Travail demandé
1/ Répondez aux questions suivantes à partir du texte sur les jeunes directeurs de musée et l'écologie :
(a) Selon Laurence Renou, quel regard Robert Blaizeau porte-t-il ?
(b) À qui Fabienne Quinet attribue-t-elle une « nouvelle lecture du patrimoine face aux enjeux environnementaux » ?
(c) De qui relèvent les travaux d'isolation destinés à diminuer l'empreinte carbone du musée ?
2/ Résumez en deux phrases le texte sur les jeunes directeurs de musée et l'écologie.
3/ Rédigez la suite du texte sur les jeunes directeurs de musée et l'écologie, à partir de sa dernière phrase.

Texte fourni

☆ ☆ ☆ ☆ ☆

Dernier atout, la sensibilité des jeunes directeurs aux questions écologiques et particulièrement dans le cadre de travaux de rénovation. Laurence Renou dit ainsi de Robert Blaizeau qu’il a « un regard neuf sur les enjeux de transition écologique », là où Fabienne Quinet parle de « nouvelle lecture du patrimoine face aux enjeux environnementaux » pour Bastien Lopez. Difficile cependant de préciser ce que serait cette aisance des jeunes directeurs, en dehors d’une familiarité avec ces sujets en raison de leur formation. Jean-Michel Tobelem estime que les élus « n’ont pas toujours une vision articulée sur ce sujet et sont très sensibles aux mots d’ordre comme transition énergétique », mais la transition énergétique est une nécessité pour les collectivités territoriales, ce que les jeunes directeurs ont intégré dès le début dans leur projet d’établissement. Rachel Suteau note que « les élus et les conservateurs sont plus à l’aise sur la question, avec souvent une communion de vision stratégique, à la fois politique et opérationnelle ».

Reste que les travaux d’isolation à réaliser pour diminuer l’empreinte carbone du musée sont du ressort de la mairie.

☆ ☆ ☆ ☆ ☆

Données fournies
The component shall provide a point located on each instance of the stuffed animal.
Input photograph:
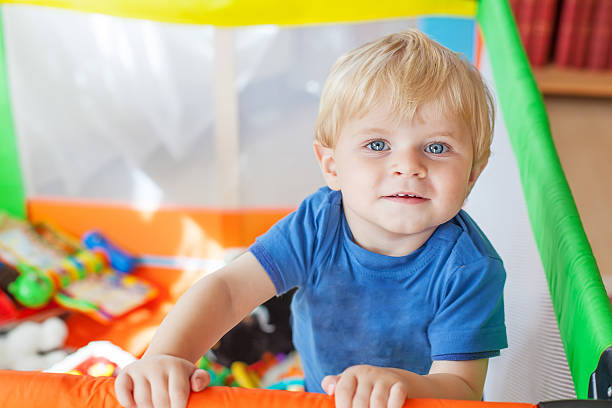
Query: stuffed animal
(33, 346)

☆ ☆ ☆ ☆ ☆

Réponses rédigées
1/
(a) Un regard neuf sur les enjeux de transition écologique.
(b) À Bastien Lopez.
(c) De la mairie.

2/ Les jeunes directeurs se distinguent par leur sensibilité aux questions écologiques, notamment lors de travaux de rénovation, sans que cette aisance puisse être précisée au-delà d'une familiarité due à leur formation. Les élus manquent parfois d'une vision articulée sur ce sujet selon Jean-Michel Tobelem, mais partagent souvent une vision stratégique avec les conservateurs selon Rachel Suteau, tandis que les travaux d'isolation du musée restent du ressort de la mairie.

3/
Directeur de musée territorial, quel statut et quels critères de recrutement  

 

Profession. Si les musées territoriaux ont le plus souvent à leur tête un conservateur du patrimoine ou un attaché de conservation (concours de la fonction publique), ce n’est pas une obligation légale. La fonction même de directeur de musée territorial n’a pas de définition précise dans la documentation du ministère de la Culture, au-delà des missions qui lui incombent : par exemple « le directeur est responsable des collections » et « définit les options stratégiques pour le rayonnement et le développement du musée ». Les annonces de recrutement montrent que les collectivités territoriales précisent parmi les critères le statut d’attaché de conservation ou de conservateur du patrimoine, mais laissent une possibilité de recruter sur contrat après dérogation, même pour des postes mutualisés. Seuls les musées labellisés « Musée de France » doivent obligatoirement être dirigés par un conservateur ou un attaché de conservation. Le plus souvent les lauréats hors concours possèdent un doctorat en histoire de l’art, ou un master 2 dans une discipline proche. Selon Rachel Suteau, ces cas restent des exceptions dans un paysage largement dominé par les titulaires des concours et par une professionnalisation accrue : « Les recrutements hors concours sont rares, mais ils témoignent d’un projet scientifique rigoureux et d’une vision commune des collections entre le candidat et les élus. » Pour les directeurs recrutés sur concours, la rémunération suit la grille indiciaire pour la catégorie A, soit 2 200 euros bruts pour un conservateur du patrimoine au premier échelon, et 1 900 pour un attaché de conservation.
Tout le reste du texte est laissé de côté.